** start Page **

One of the most important experiments in the history of physics was the Rutherford experiment where “alpha particles” were shot at a sheet of gold foil. The way that the particles scattered off the foil was a tell-tale signature that atoms contained a dense nucleus of positive charge. This is one of the guiding principles of high-energy experiments:
If you smash things together at high enough energies, you probe the substructure of those particles.
When people say that the LHC is a machine colliding protons at 14 TeV, what they really mean is that it’s a quark/gluon collider since these are the subnuclear particles which make up protons. In this post we’ll begin a discussion about what these subatomic particles are and why they’re so different from any of the other particles we’ve met.
(Regina mentioned QCD in her last post—I think “subtracting the effects of QCD,” loosely phrased, is one of the ‘problems’ that both theorists and experimentalists often struggle with.)

** end Page **
** start Material supplied **

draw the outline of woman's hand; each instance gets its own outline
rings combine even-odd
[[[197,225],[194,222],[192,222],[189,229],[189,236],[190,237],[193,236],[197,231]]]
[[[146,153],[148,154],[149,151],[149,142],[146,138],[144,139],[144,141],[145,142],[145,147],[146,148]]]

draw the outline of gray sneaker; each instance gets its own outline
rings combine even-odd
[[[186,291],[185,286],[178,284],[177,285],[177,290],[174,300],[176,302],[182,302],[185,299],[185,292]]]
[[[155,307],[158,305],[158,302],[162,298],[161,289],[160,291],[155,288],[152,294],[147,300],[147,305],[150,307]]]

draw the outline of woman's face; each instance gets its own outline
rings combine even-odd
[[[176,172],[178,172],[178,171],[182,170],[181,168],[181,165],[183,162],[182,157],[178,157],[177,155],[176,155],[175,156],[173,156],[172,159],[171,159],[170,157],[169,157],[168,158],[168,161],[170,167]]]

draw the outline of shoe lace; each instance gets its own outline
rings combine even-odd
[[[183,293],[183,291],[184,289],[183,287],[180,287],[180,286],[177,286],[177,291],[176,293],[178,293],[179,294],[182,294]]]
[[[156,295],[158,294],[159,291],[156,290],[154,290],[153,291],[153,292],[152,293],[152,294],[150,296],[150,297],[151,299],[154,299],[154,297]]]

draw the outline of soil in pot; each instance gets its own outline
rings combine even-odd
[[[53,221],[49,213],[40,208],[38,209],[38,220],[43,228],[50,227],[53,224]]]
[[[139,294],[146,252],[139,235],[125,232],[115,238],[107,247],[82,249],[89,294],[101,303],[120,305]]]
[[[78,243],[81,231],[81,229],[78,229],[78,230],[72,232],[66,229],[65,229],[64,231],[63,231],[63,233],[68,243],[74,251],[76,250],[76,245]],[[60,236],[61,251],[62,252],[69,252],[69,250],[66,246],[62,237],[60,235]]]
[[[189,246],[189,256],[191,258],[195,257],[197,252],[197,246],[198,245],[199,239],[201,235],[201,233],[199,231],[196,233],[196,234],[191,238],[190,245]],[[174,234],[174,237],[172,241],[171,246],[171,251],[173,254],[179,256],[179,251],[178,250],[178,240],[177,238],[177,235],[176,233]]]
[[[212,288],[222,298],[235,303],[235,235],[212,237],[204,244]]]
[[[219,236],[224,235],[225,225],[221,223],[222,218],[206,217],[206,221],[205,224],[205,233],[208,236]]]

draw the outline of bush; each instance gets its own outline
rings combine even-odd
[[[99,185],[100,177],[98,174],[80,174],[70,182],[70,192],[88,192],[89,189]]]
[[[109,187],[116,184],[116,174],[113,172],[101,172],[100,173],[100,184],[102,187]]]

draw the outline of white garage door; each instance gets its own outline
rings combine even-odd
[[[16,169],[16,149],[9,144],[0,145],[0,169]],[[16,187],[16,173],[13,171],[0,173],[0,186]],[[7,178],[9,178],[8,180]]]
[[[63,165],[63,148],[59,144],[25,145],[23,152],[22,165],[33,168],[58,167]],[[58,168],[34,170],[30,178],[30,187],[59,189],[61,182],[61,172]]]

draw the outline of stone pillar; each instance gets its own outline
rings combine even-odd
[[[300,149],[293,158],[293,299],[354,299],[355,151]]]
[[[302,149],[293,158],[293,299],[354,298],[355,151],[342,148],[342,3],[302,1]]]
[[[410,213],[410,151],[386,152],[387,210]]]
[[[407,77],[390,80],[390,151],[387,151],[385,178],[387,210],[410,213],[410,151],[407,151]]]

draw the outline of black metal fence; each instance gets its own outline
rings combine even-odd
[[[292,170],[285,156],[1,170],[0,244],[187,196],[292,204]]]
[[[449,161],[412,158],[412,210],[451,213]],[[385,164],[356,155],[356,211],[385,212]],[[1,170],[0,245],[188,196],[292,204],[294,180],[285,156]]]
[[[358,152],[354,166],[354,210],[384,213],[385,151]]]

** end Material supplied **

__What you need to do__
Reproduce the whole text on probing the substructure of particles, word for word, as it appears at the top of the page.

__Complete answer__
One of the most important experiments in the history of physics was the Rutherford experiment where “alpha particles” were shot at a sheet of gold foil. The way that the particles scattered off the foil was a tell-tale signature that atoms contained a dense nucleus of positive charge. This is one of the guiding principles of high-energy experiments:
If you smash things together at high enough energies, you probe the substructure of those particles.
When people say that the LHC is a machine colliding protons at 14 TeV, what they really mean is that it’s a quark/gluon collider since these are the subnuclear particles which make up protons. In this post we’ll begin a discussion about what these subatomic particles are and why they’re so different from any of the other particles we’ve met.
(Regina mentioned QCD in her last post—I think “subtracting the effects of QCD,” loosely phrased, is one of the ‘problems’ that both theorists and experimentalists often struggle with.)